[Source start]

Instruction manual
Installation Page 4-13
Eagle 450 Installation and Technical Manual, Rev. 00
Switch Description
/ET Enable tolerant active negation
/EW
/EW:{id#}
Enable Wide SCSI negotiation for all devices
Enable Wide SCSI negotiation for SCSI device
ID#
/NQ
/NQ:{id#}
Disable Command Queuing for all devices
Disable Command Queuing for SCSI device
ID#
/NS
/NS:{id#}
Disable Synchronous Negotiation for all devices
Disable Synchronous Negotiation for SCSI device
ID#
/NP Disable Parity Checking (Parity still generated) on all devices
We recommend that all Eagle 450s use the /ET switch to enable tolerant active negation. Using active
negation improves bus integrity when using synchronous data transfers.
Never attach a device to or remove a device from the SCSI bus while system power is on.

[Source end]
[Entries start]

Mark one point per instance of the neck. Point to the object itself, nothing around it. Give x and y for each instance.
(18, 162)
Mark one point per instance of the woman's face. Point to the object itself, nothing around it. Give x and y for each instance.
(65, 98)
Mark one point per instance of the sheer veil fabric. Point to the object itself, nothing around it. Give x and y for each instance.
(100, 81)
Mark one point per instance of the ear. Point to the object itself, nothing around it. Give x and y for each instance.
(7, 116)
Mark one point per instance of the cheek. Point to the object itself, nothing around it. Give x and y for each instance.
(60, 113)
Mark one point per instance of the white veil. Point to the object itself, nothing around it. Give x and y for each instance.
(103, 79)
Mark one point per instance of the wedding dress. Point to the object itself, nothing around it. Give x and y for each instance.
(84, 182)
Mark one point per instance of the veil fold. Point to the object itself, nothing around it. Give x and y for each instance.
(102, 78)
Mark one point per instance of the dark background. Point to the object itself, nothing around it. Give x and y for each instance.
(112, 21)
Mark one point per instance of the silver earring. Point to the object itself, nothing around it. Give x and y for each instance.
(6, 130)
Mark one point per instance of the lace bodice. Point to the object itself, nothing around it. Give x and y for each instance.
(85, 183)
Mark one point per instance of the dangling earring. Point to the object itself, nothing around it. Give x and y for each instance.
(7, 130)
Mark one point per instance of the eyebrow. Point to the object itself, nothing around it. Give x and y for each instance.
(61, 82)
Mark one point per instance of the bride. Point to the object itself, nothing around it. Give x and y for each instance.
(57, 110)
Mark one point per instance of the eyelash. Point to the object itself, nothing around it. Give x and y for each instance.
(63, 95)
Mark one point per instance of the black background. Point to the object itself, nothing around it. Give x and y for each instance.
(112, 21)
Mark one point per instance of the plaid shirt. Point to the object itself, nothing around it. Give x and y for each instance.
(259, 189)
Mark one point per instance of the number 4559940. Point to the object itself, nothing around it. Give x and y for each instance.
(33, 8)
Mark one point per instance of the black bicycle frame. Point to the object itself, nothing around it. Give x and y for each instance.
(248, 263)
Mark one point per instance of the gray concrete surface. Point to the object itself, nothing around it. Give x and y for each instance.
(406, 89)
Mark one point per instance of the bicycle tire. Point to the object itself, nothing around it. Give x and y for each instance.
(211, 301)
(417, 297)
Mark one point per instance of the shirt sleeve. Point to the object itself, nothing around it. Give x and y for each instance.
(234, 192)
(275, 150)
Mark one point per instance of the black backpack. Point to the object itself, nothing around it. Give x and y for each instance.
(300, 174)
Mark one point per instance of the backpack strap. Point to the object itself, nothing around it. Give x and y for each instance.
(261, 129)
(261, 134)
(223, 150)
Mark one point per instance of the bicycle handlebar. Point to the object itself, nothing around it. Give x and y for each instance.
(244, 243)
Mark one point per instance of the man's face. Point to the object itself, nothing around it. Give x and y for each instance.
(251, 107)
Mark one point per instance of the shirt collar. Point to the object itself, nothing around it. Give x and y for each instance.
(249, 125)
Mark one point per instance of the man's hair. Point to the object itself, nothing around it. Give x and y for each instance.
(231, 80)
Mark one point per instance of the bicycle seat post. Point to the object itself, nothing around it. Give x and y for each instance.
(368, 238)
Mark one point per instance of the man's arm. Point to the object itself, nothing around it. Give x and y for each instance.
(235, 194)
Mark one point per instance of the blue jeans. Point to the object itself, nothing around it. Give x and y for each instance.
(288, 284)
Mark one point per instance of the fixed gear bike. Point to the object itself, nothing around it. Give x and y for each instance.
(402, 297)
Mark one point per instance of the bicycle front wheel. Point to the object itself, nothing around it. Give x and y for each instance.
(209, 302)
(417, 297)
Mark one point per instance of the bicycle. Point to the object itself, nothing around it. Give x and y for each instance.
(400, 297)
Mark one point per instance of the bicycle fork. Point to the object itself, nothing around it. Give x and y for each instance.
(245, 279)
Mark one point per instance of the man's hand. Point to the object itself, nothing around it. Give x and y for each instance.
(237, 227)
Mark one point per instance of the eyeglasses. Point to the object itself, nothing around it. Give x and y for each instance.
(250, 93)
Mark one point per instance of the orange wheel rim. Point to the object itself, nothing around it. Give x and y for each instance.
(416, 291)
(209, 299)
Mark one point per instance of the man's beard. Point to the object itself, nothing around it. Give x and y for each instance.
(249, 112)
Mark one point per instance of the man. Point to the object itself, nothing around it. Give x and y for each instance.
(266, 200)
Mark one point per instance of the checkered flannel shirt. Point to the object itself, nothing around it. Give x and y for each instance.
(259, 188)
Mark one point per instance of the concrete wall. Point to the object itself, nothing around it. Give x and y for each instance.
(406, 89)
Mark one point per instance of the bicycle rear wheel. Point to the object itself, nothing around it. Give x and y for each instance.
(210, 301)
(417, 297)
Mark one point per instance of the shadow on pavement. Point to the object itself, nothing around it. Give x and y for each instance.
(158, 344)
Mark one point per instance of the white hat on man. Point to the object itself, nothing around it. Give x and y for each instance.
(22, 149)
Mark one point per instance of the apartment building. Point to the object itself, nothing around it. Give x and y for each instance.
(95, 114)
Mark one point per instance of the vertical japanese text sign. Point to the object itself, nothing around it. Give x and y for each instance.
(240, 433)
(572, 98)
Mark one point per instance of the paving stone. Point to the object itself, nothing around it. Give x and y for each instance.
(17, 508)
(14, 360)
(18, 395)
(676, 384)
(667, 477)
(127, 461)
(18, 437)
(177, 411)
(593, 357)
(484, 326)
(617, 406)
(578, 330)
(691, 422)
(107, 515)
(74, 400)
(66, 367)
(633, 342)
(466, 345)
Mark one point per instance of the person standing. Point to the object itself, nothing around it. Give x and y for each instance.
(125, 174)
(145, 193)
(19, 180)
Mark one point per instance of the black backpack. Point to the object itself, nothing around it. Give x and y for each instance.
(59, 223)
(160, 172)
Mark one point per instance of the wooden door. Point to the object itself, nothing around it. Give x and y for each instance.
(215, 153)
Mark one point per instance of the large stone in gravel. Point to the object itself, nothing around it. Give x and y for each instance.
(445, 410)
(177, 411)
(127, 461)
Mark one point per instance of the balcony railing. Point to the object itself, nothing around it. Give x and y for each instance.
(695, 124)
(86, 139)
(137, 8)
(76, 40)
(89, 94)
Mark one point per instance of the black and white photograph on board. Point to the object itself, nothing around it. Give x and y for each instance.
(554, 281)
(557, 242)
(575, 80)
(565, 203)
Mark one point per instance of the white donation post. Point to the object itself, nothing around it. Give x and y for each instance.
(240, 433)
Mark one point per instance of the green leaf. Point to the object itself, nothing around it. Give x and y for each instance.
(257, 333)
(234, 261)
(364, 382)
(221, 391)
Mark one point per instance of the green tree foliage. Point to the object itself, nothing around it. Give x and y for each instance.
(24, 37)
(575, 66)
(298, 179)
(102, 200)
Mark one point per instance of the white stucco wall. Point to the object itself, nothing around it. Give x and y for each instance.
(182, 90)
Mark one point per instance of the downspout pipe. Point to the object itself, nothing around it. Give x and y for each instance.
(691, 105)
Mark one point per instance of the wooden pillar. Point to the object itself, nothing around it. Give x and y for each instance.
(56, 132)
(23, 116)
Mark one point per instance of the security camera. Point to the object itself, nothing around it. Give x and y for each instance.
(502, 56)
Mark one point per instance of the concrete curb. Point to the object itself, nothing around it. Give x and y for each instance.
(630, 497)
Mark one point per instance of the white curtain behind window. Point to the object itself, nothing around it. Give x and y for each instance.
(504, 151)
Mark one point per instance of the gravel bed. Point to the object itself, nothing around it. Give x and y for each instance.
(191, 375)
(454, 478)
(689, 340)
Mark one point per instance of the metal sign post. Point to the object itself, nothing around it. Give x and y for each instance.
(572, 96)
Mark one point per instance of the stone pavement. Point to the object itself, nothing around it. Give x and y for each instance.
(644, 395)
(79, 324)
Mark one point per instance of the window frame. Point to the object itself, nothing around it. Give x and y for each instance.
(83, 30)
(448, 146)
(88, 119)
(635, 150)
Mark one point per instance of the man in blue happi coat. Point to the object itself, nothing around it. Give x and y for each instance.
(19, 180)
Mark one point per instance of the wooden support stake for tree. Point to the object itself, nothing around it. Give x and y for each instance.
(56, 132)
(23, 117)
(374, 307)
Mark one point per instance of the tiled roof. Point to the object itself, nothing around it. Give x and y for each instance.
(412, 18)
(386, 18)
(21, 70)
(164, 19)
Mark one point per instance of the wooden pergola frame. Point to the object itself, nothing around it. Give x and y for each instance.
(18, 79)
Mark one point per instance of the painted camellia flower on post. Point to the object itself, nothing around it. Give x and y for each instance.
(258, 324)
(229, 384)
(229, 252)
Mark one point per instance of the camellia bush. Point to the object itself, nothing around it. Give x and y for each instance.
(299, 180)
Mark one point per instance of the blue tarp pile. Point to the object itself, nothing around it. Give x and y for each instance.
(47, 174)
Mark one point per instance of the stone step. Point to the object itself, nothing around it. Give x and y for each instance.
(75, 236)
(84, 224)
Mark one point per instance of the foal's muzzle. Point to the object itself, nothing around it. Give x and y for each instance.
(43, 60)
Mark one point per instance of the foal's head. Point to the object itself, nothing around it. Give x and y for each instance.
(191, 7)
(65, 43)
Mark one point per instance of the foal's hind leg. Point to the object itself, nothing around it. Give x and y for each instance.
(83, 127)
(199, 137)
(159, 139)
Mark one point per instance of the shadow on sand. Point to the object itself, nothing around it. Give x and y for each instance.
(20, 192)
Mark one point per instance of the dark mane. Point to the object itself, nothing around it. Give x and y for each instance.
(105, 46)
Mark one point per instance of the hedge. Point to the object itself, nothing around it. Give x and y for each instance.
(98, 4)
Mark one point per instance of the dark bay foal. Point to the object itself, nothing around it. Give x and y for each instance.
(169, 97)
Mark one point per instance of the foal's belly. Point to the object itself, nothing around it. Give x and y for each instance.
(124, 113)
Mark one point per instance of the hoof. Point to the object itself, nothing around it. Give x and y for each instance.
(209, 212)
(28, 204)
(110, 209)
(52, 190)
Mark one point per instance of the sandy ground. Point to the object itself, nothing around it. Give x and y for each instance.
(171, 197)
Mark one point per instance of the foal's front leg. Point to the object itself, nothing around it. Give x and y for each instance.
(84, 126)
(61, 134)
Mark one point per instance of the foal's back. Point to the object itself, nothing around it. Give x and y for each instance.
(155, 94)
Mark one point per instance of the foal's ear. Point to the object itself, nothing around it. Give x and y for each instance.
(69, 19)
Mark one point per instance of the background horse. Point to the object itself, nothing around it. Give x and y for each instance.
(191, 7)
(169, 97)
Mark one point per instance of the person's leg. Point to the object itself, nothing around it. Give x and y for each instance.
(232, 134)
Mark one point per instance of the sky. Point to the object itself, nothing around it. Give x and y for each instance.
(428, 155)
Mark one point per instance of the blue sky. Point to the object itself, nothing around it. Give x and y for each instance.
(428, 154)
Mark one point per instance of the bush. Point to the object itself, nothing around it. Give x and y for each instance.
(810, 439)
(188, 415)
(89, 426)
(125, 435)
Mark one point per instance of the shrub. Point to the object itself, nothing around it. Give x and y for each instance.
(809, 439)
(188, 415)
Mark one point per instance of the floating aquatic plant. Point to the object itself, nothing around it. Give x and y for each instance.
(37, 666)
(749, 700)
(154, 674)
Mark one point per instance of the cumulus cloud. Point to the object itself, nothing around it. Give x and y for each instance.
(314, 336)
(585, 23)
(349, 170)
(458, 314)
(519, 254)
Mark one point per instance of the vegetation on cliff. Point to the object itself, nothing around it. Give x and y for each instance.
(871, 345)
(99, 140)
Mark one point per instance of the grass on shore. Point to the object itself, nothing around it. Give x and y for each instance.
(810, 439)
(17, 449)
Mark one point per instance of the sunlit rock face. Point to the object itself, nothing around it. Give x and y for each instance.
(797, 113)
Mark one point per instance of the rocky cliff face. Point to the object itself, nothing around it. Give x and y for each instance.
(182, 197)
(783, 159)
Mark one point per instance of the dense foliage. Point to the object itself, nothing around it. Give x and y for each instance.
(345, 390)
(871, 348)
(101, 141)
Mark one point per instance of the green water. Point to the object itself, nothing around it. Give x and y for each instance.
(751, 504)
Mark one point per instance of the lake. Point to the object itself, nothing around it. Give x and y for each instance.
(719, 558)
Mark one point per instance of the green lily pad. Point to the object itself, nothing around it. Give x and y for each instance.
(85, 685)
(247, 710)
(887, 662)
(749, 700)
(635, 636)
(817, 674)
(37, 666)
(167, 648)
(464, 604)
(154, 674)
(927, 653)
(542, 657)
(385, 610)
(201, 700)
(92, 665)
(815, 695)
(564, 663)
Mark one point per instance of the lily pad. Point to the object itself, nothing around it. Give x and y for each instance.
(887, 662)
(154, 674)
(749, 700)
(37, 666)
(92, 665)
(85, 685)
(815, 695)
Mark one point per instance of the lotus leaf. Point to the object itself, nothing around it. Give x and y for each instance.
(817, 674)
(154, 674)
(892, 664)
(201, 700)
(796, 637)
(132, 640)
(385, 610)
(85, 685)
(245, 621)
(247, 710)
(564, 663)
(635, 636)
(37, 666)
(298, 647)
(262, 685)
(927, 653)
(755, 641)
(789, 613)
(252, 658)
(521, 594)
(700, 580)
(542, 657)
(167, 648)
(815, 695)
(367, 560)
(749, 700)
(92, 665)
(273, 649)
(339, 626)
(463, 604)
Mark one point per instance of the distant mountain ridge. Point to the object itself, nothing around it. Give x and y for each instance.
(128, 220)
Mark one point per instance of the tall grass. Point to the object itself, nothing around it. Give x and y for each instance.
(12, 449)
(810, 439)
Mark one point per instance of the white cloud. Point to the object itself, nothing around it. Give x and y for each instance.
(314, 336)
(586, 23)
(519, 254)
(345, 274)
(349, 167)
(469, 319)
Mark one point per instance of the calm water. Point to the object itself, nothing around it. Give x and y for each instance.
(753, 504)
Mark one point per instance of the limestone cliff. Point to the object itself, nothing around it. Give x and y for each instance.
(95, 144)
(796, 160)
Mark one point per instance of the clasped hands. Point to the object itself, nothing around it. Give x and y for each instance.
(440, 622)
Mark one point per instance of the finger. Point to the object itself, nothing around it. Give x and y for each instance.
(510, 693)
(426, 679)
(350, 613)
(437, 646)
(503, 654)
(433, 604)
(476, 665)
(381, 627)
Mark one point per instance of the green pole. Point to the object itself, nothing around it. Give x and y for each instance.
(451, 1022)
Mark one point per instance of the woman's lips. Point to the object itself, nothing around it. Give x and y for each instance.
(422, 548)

[Entries end]

• To be done
1. In the Eagle 450 installation manual excerpt, which switch is recommended for all Eagle 450s?
2. Please go on with the Eagle 450 installation manual excerpt, picking up after its last sentence.

• Final results
1. The /ET switch, which enables tolerant active negation.

2.
This is
never a good idea, but active negation makes it even more likely that doing so will damage the
device, the SCSI controller, or both.
The most common of the other switches is /EW, to enable Wide SCSI operation when using the optional
Wide SCSI bus. For example, if you are using the Wide SCSI bus and have a Wide SCSI disk drive at ID
0, with narrow devices at other IDs, use this statement to enable Wide SCSI operation for just that drive:
SCZDSP SCZ138/ET/EW:0
If you have both Wide and narrow SCSI devices attached to the Wide bus, enable Wide SCSI operation
only for the Wide devices. Use /EW without a device ID (to enable Wide operation for the entire bus) if
all devices on the bus, both disk and tape drives, are Wide SCSI devices.
Do not use the /EW switch with the narrow SCSI bus, even if you have Wide SCSI devices attached to
the bus using the appropriate adapters.
Setting Write Buffering
To optimize SCSI bus performance, you may want to enable write buffering, in which blocks to be
written to the disk are held (buffered) in memory and written in groups, more efficiently than they could
be individually. For information on write buffering, including the modifications to make to your
initialization file to enable it, please see Appendix A.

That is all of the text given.